Entries from a pointing dataset:

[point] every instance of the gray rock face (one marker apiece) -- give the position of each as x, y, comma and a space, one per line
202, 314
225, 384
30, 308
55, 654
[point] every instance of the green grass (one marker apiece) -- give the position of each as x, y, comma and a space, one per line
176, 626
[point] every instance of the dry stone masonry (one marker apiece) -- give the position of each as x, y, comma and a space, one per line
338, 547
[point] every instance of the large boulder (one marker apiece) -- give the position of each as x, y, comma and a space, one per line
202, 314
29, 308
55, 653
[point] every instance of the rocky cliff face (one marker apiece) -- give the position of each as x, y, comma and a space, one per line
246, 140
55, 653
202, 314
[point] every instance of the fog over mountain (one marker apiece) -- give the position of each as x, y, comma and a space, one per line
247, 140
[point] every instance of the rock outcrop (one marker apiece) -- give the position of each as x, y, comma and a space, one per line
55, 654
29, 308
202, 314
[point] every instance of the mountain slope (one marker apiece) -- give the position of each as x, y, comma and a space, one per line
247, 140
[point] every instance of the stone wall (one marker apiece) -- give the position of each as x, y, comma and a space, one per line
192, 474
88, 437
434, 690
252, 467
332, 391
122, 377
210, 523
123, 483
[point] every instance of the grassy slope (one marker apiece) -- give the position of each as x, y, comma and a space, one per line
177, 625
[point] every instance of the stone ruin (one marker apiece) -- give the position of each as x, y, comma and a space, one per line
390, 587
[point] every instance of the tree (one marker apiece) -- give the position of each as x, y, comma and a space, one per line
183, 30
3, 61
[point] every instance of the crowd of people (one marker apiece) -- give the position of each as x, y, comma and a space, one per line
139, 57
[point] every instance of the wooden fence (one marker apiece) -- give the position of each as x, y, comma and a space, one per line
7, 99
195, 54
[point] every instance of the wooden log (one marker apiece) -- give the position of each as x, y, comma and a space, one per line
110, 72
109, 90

--

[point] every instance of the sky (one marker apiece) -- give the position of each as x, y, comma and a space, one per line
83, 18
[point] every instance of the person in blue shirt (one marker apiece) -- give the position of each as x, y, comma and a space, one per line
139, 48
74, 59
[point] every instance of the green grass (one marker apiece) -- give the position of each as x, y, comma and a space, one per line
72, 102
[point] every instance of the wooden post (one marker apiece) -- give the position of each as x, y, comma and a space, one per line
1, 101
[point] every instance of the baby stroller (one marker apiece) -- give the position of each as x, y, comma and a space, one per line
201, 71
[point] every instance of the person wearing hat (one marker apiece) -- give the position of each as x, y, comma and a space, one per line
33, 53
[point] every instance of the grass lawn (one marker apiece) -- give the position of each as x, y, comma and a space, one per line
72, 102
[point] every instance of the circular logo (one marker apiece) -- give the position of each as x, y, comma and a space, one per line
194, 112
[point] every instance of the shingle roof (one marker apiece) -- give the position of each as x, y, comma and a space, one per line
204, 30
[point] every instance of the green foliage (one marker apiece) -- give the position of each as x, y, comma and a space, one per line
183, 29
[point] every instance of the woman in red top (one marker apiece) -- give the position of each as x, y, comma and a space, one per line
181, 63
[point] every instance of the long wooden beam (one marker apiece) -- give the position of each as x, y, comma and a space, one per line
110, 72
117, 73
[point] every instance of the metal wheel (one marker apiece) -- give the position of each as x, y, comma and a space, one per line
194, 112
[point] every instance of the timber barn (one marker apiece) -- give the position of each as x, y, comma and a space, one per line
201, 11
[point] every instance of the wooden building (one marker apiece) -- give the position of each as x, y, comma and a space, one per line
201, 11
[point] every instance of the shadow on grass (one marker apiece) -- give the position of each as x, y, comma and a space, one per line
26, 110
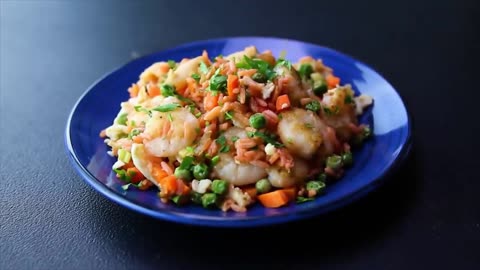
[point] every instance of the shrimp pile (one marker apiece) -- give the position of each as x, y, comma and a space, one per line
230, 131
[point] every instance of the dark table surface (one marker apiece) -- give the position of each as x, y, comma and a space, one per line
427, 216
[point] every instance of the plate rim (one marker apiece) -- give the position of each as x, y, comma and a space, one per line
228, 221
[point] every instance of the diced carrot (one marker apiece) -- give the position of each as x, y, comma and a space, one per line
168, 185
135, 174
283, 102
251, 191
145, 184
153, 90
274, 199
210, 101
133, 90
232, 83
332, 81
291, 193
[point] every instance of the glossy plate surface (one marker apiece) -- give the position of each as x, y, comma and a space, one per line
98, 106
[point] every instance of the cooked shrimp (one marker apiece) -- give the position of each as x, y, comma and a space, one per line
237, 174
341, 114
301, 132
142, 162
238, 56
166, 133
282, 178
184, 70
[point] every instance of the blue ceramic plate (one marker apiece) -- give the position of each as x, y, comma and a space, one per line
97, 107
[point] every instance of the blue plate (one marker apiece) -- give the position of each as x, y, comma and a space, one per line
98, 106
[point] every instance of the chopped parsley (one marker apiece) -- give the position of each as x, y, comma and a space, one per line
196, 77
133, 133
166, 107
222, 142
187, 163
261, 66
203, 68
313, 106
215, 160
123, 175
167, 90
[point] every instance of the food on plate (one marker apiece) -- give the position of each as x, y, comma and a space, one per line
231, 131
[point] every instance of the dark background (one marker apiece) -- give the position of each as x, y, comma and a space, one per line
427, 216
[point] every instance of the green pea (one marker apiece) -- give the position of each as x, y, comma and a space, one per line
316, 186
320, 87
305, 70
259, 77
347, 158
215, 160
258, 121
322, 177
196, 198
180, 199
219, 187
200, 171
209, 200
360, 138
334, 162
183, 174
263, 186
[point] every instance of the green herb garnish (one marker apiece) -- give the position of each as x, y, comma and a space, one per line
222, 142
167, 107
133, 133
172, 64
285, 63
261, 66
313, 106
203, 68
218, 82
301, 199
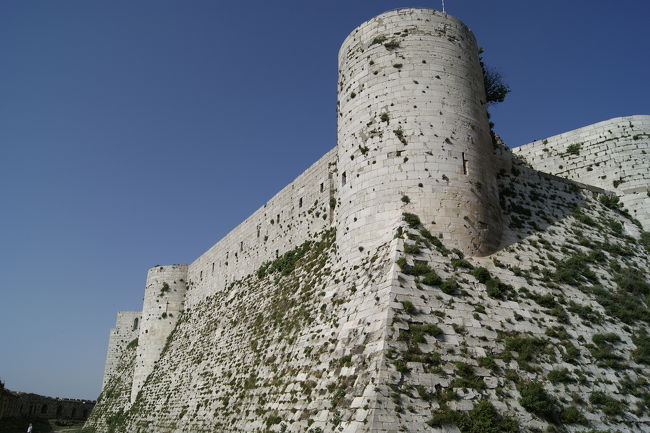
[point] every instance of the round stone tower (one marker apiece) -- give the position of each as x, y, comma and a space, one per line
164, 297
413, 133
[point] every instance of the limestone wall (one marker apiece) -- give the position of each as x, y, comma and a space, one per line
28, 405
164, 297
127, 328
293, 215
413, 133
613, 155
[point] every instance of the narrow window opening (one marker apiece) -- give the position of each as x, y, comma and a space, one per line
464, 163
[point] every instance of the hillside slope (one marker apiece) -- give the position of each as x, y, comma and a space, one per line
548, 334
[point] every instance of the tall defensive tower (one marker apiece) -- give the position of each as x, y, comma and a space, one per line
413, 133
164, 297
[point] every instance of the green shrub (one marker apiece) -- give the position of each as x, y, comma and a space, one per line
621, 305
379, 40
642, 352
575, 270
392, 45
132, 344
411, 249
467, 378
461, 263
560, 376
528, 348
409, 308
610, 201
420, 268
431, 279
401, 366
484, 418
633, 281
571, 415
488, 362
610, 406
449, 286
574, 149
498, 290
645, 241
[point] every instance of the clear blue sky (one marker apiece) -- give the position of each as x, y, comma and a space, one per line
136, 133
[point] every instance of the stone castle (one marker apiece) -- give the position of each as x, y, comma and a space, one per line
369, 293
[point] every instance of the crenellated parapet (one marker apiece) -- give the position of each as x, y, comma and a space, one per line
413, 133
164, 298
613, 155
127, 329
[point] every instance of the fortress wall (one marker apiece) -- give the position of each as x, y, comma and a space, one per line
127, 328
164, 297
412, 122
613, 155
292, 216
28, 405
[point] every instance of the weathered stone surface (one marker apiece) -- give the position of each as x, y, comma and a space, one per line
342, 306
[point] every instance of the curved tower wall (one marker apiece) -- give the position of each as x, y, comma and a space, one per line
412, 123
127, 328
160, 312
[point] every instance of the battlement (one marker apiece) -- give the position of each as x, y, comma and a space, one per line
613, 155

...

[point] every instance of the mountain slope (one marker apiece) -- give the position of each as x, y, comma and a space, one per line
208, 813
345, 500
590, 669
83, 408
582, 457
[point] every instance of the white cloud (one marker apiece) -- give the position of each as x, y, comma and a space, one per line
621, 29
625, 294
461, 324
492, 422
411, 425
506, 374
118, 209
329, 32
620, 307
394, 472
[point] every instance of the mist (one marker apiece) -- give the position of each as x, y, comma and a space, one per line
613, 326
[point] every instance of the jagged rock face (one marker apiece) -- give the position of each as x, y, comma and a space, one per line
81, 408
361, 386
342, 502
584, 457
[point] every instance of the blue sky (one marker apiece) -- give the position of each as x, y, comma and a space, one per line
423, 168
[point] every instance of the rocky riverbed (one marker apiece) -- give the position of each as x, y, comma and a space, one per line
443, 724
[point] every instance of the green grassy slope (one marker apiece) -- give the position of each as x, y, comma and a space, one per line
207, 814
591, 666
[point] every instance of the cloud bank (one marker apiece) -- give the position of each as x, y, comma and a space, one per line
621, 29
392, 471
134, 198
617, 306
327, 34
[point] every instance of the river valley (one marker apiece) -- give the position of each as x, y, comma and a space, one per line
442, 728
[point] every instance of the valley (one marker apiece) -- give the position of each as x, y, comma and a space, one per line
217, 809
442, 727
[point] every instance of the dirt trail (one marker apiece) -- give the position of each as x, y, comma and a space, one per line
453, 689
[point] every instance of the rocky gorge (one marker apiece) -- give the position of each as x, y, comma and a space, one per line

Written task:
Pull out every line from the rows that has the string "rocky" in it, and copy each one over unchanged.

Result of the exercise:
[point] every instance of the rocky cliff face (one marker apiece) -- give the position of each as x, y, comma and a space, one per line
[point] every instance of the rocky riverbed (one marker apiece) -- give the position of each as x, y, comma and a space, one per line
[point] every instance of the rocky gorge (one marker apiece) -- give the position of each as x, y, comma and a space, one per line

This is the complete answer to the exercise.